◆ EXERCISE PROMPT
Each line from the one holding "If you would be so kind as to spot the pink" to the end of the data below must be output verbatim, with no other lines.

◆ INFORMATION GIVEN
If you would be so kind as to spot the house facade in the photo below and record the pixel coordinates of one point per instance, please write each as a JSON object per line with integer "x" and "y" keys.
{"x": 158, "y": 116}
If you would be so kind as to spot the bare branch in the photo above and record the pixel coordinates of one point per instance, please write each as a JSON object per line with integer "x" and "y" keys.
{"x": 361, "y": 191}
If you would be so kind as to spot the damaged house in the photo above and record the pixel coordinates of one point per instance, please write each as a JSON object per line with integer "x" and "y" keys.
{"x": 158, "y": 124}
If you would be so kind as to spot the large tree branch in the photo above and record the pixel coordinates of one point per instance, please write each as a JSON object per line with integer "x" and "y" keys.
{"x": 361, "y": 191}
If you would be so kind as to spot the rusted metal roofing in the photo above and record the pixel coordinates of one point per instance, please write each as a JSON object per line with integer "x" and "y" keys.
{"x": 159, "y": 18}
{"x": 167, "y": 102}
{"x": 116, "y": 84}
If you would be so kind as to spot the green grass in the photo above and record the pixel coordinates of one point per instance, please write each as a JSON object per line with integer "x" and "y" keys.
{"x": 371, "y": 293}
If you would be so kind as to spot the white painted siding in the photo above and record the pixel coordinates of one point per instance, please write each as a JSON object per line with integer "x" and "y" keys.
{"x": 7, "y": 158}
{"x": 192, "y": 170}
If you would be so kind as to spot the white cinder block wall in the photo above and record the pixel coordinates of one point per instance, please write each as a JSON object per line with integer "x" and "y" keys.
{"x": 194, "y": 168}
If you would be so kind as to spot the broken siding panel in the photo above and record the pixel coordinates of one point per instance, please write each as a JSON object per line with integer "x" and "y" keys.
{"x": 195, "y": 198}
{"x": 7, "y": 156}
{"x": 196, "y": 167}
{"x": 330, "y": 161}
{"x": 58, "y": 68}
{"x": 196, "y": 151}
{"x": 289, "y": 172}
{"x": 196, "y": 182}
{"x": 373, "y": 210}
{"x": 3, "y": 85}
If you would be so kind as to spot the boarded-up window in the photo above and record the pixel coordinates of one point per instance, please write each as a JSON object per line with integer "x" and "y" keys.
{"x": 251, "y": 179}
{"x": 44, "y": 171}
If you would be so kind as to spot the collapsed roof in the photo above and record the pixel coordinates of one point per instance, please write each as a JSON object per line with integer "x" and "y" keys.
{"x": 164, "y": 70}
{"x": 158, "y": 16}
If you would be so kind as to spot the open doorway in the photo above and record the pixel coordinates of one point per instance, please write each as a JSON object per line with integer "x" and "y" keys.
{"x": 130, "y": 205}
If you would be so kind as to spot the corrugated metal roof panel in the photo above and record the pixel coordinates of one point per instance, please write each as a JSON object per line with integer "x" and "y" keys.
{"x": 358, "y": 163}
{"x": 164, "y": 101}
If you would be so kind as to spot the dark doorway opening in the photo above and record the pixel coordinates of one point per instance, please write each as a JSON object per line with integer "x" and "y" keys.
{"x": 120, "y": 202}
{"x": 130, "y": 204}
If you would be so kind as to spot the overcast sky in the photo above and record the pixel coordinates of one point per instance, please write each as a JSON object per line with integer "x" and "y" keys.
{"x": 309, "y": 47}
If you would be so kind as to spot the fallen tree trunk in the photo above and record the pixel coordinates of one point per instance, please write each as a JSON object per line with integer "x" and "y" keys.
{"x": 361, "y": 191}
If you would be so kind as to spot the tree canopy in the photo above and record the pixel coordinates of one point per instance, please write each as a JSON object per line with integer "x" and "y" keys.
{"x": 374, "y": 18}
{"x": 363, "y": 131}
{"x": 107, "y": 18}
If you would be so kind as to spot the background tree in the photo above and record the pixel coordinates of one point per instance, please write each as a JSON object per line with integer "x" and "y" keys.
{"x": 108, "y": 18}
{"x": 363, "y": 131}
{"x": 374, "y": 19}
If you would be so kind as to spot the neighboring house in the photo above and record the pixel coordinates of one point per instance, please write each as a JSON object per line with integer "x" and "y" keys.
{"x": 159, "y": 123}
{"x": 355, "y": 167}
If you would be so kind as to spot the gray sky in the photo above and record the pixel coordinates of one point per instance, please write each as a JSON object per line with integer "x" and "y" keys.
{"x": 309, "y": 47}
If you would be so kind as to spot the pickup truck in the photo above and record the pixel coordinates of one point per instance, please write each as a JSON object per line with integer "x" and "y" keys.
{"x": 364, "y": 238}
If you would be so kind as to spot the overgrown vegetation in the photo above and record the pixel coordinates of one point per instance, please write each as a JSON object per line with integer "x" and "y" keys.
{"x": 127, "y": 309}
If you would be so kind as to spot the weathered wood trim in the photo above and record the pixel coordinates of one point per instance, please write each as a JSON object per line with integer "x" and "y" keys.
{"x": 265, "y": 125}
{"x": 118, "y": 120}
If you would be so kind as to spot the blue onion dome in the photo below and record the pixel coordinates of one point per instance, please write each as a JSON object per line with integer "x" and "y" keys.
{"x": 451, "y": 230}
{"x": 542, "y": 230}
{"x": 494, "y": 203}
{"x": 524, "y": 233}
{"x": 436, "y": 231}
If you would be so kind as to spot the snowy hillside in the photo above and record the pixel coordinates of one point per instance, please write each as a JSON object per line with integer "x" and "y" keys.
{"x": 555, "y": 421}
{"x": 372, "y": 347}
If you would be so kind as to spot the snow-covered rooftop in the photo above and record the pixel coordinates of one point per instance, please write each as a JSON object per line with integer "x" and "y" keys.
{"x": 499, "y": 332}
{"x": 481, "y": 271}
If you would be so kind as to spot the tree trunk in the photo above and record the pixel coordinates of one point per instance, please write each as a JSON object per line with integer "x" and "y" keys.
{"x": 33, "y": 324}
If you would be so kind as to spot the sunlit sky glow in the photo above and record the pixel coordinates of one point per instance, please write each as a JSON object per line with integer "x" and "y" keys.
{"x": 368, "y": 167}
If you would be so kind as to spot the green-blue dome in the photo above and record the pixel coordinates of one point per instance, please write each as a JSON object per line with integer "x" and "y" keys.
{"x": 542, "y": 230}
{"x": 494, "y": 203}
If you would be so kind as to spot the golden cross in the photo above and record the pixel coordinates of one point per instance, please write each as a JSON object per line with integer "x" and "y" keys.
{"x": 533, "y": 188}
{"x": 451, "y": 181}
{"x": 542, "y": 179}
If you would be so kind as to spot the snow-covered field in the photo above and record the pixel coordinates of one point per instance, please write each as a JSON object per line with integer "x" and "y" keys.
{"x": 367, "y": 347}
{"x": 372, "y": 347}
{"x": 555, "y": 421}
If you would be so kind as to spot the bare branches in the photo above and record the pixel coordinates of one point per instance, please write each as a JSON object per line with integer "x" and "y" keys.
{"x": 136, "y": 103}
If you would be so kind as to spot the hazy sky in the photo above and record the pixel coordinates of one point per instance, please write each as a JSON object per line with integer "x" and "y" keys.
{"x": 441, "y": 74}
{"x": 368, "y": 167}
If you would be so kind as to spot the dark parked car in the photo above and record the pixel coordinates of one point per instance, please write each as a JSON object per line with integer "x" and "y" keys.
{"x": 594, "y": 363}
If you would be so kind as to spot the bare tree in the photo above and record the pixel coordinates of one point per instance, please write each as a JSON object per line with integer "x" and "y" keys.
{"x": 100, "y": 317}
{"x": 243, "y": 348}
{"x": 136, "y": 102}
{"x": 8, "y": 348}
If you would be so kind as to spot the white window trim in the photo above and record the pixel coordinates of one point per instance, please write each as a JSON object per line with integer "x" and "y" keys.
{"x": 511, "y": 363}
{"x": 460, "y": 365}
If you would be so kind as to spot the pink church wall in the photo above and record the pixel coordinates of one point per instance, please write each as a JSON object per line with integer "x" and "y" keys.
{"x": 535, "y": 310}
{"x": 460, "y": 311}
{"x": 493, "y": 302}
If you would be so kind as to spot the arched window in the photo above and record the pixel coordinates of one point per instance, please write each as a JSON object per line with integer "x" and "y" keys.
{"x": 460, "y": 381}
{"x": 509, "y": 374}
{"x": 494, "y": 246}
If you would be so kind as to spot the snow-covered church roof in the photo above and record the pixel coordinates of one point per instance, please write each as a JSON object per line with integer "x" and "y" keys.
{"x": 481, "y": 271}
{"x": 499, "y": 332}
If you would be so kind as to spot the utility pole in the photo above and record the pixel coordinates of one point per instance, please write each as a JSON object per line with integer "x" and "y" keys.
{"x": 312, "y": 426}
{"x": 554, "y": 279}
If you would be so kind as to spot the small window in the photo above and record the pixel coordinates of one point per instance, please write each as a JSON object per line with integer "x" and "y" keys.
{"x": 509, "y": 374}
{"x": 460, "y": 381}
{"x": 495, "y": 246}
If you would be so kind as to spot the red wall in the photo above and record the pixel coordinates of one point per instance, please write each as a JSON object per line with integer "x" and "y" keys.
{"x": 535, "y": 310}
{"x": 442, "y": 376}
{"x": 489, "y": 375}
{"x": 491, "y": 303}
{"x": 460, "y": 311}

◆ EXERCISE OUTPUT
If you would be so kind as to spot the pink church wall in the photo above and record the pixel coordinates of one point per instance, please write each as a JSON object per line with integer "x" and "y" keys.
{"x": 535, "y": 310}
{"x": 460, "y": 311}
{"x": 493, "y": 302}
If you would be so kind as to spot the arched window in the photo above and record the pixel coordinates of one point per instance, please write each as a JSON object per line with integer "x" and "y" keys.
{"x": 460, "y": 381}
{"x": 509, "y": 374}
{"x": 494, "y": 246}
If you would be so kind as to spot the snow-covered church roof in the photo above and record the pixel coordinates of one point per instance, please write each as a JSON object per line with integer "x" and "y" keys.
{"x": 481, "y": 271}
{"x": 499, "y": 332}
If you would be so kind as to spot the utility pole in the photo above and record the pixel coordinates of one point per instance, please write each as a JSON object per line with integer "x" and "y" keys.
{"x": 312, "y": 426}
{"x": 554, "y": 279}
If you would be so kind as to spot the small window in the photo above and record the pixel coordinates of one point per instance, please write each as a JSON object per line with integer "x" and "y" keys.
{"x": 509, "y": 374}
{"x": 460, "y": 381}
{"x": 495, "y": 246}
If you would be so kind as to spot the red wall in the photo above and record the pixel coordinates of one point per instance, please write each as a JSON object per line with integer "x" and "y" keys.
{"x": 535, "y": 310}
{"x": 442, "y": 376}
{"x": 489, "y": 375}
{"x": 491, "y": 303}
{"x": 460, "y": 311}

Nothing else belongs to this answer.